◆ **SOURCE EXCERPT**
The Importance of Credit History (Part 3 of 3 series)

Hello and welcome back to the third and final part of understanding your credit. In our first two articles, we talked about payment history being 35% of your credit score and credit utilization being 30% of your credit score. What makes up the last 35%? It is comprised of your mix of credit, length of credit history, and new credit obtained. Below you will find each outlined for better understanding:

Mix of Credit – 10% of your credit score is comprised of how well you manage the various credit you have obtained. There are two types of credit which are known as revolving and installment. Revolving credit includes credit cards and lines of credit which are considered open-ended loans (meaning you can keep borrowing against them). Installment credit, such as mortgages, personal loans, or automobile loans are close-ended (You cannot borrow against these types of loans). Lenders will look at this mix of credit to see how well you have managed them, what your payment history looks like, and what your mix of credit contains.

◆ **GIVEN PROBLEM A**
Copy out the entire credit history article word for word.
The credit history article and the records have no connection to each other.

◆ **RECORD EXTRACTS**
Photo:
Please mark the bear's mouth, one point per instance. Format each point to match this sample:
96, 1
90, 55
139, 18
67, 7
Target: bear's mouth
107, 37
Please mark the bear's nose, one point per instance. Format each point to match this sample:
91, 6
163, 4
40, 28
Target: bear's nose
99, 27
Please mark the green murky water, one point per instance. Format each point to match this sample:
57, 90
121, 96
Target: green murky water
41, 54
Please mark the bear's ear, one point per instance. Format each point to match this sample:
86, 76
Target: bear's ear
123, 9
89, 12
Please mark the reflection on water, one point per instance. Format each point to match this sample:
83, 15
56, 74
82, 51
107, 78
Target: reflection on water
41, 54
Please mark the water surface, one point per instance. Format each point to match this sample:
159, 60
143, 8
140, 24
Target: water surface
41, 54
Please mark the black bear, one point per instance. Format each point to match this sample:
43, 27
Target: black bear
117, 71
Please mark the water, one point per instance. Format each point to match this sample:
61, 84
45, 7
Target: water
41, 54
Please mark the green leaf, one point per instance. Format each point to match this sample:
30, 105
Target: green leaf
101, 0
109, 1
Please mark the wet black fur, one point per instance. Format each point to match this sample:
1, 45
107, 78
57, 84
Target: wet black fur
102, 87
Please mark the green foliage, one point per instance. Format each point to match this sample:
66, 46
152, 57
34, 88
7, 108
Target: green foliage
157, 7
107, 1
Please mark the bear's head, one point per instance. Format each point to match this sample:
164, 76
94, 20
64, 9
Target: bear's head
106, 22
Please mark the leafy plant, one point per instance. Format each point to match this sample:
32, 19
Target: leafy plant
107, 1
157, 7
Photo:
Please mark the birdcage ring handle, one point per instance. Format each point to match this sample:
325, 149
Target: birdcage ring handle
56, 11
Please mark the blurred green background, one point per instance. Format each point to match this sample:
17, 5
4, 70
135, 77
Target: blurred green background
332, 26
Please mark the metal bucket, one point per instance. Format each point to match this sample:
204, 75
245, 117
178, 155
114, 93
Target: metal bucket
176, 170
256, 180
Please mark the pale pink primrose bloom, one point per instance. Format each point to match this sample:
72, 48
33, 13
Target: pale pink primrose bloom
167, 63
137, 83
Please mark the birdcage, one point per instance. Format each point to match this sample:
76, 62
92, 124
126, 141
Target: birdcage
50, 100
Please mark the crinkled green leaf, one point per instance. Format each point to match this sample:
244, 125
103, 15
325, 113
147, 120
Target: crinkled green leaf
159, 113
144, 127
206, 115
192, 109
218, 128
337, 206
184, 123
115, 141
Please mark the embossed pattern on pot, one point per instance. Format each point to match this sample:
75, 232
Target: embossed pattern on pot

◆ **GIVEN PROBLEM B**
Count the lines in the records that contain the word "foliage", and reply with only that number.

◆ **FULL RESPONSE A**
The Importance of Credit History (Part 3 of 3 series)

Hello and welcome back to the third and final part of understanding your credit. In our first two articles, we talked about payment history being 35% of your credit score and credit utilization being 30% of your credit score. What makes up the last 35%? It is comprised of your mix of credit, length of credit history, and new credit obtained. Below you will find each outlined for better understanding:

Mix of Credit – 10% of your credit score is comprised of how well you manage the various credit you have obtained. There are two types of credit which are known as revolving and installment. Revolving credit includes credit cards and lines of credit which are considered open-ended loans (meaning you can keep borrowing against them). Installment credit, such as mortgages, personal loans, or automobile loans are close-ended (You cannot borrow against these types of loans). Lenders will look at this mix of credit to see how well you have managed them, what your payment history looks like, and what your mix of credit contains.

◆ **FULL RESPONSE B**
2